● What is required
Determine how many lines in the rows below contain the string "segment", with case counting, and give only that number.

■ ■ ■

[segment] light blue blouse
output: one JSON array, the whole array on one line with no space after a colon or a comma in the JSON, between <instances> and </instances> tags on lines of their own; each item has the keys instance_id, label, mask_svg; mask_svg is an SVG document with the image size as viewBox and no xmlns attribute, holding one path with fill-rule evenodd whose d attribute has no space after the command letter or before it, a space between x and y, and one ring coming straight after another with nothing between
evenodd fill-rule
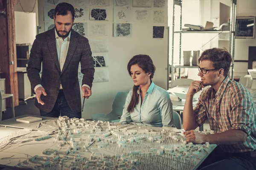
<instances>
[{"instance_id":1,"label":"light blue blouse","mask_svg":"<svg viewBox=\"0 0 256 170\"><path fill-rule=\"evenodd\" d=\"M131 89L126 98L120 122L128 123L132 120L137 125L159 127L173 126L172 103L168 92L152 82L142 104L140 91L138 91L139 103L134 108L134 111L130 113L127 110L132 92L133 89Z\"/></svg>"}]
</instances>

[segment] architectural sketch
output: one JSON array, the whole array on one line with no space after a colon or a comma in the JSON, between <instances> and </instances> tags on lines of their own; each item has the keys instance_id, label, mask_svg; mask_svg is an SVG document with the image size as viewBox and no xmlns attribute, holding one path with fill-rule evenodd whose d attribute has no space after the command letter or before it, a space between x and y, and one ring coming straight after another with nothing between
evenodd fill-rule
<instances>
[{"instance_id":1,"label":"architectural sketch","mask_svg":"<svg viewBox=\"0 0 256 170\"><path fill-rule=\"evenodd\" d=\"M147 22L151 19L151 10L134 9L134 20L140 22Z\"/></svg>"},{"instance_id":2,"label":"architectural sketch","mask_svg":"<svg viewBox=\"0 0 256 170\"><path fill-rule=\"evenodd\" d=\"M132 20L132 12L131 8L114 8L113 21L115 22L131 22Z\"/></svg>"},{"instance_id":3,"label":"architectural sketch","mask_svg":"<svg viewBox=\"0 0 256 170\"><path fill-rule=\"evenodd\" d=\"M164 26L153 27L153 37L154 38L163 38Z\"/></svg>"},{"instance_id":4,"label":"architectural sketch","mask_svg":"<svg viewBox=\"0 0 256 170\"><path fill-rule=\"evenodd\" d=\"M154 11L154 23L164 23L164 11Z\"/></svg>"},{"instance_id":5,"label":"architectural sketch","mask_svg":"<svg viewBox=\"0 0 256 170\"><path fill-rule=\"evenodd\" d=\"M89 0L68 0L68 3L74 7L79 6L84 8L84 6L89 6Z\"/></svg>"},{"instance_id":6,"label":"architectural sketch","mask_svg":"<svg viewBox=\"0 0 256 170\"><path fill-rule=\"evenodd\" d=\"M90 6L109 6L109 0L90 0Z\"/></svg>"},{"instance_id":7,"label":"architectural sketch","mask_svg":"<svg viewBox=\"0 0 256 170\"><path fill-rule=\"evenodd\" d=\"M132 24L129 23L113 23L114 37L131 37Z\"/></svg>"},{"instance_id":8,"label":"architectural sketch","mask_svg":"<svg viewBox=\"0 0 256 170\"><path fill-rule=\"evenodd\" d=\"M108 67L108 53L93 53L94 67Z\"/></svg>"},{"instance_id":9,"label":"architectural sketch","mask_svg":"<svg viewBox=\"0 0 256 170\"><path fill-rule=\"evenodd\" d=\"M98 71L108 70L106 68L96 68L96 81L103 79L98 78ZM106 73L100 74L104 81L108 78ZM91 121L66 116L54 121L58 130L53 133L27 130L0 139L0 164L39 170L156 170L170 167L192 170L196 169L196 165L216 146L209 142L188 143L184 131L175 128ZM3 149L4 153L1 152ZM15 153L11 151L14 150Z\"/></svg>"},{"instance_id":10,"label":"architectural sketch","mask_svg":"<svg viewBox=\"0 0 256 170\"><path fill-rule=\"evenodd\" d=\"M109 75L108 68L107 67L97 67L95 68L93 83L108 82ZM103 144L103 146L105 144Z\"/></svg>"},{"instance_id":11,"label":"architectural sketch","mask_svg":"<svg viewBox=\"0 0 256 170\"><path fill-rule=\"evenodd\" d=\"M93 40L90 41L91 50L93 53L102 53L108 52L108 40Z\"/></svg>"},{"instance_id":12,"label":"architectural sketch","mask_svg":"<svg viewBox=\"0 0 256 170\"><path fill-rule=\"evenodd\" d=\"M44 21L53 21L55 7L53 6L44 6Z\"/></svg>"},{"instance_id":13,"label":"architectural sketch","mask_svg":"<svg viewBox=\"0 0 256 170\"><path fill-rule=\"evenodd\" d=\"M114 7L132 6L132 0L113 0Z\"/></svg>"},{"instance_id":14,"label":"architectural sketch","mask_svg":"<svg viewBox=\"0 0 256 170\"><path fill-rule=\"evenodd\" d=\"M49 30L55 27L54 23L53 22L44 22L44 31Z\"/></svg>"},{"instance_id":15,"label":"architectural sketch","mask_svg":"<svg viewBox=\"0 0 256 170\"><path fill-rule=\"evenodd\" d=\"M89 7L75 8L75 22L80 22L89 20Z\"/></svg>"},{"instance_id":16,"label":"architectural sketch","mask_svg":"<svg viewBox=\"0 0 256 170\"><path fill-rule=\"evenodd\" d=\"M83 36L87 36L87 23L74 23L72 27L75 31L78 32L80 35Z\"/></svg>"},{"instance_id":17,"label":"architectural sketch","mask_svg":"<svg viewBox=\"0 0 256 170\"><path fill-rule=\"evenodd\" d=\"M154 8L163 8L165 7L167 0L154 0Z\"/></svg>"},{"instance_id":18,"label":"architectural sketch","mask_svg":"<svg viewBox=\"0 0 256 170\"><path fill-rule=\"evenodd\" d=\"M90 20L108 20L107 8L93 8L90 9Z\"/></svg>"},{"instance_id":19,"label":"architectural sketch","mask_svg":"<svg viewBox=\"0 0 256 170\"><path fill-rule=\"evenodd\" d=\"M44 0L44 5L51 6L56 5L61 3L67 3L67 0Z\"/></svg>"},{"instance_id":20,"label":"architectural sketch","mask_svg":"<svg viewBox=\"0 0 256 170\"><path fill-rule=\"evenodd\" d=\"M134 7L151 8L152 0L133 0Z\"/></svg>"},{"instance_id":21,"label":"architectural sketch","mask_svg":"<svg viewBox=\"0 0 256 170\"><path fill-rule=\"evenodd\" d=\"M106 30L107 25L105 23L90 23L90 36L107 36L108 31Z\"/></svg>"}]
</instances>

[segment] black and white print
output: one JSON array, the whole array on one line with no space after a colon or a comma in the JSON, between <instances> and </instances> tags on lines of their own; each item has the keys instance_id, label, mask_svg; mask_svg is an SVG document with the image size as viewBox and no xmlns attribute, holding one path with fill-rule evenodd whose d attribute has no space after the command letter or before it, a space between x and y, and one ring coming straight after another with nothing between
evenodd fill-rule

■ ■ ■

● Answer for the task
3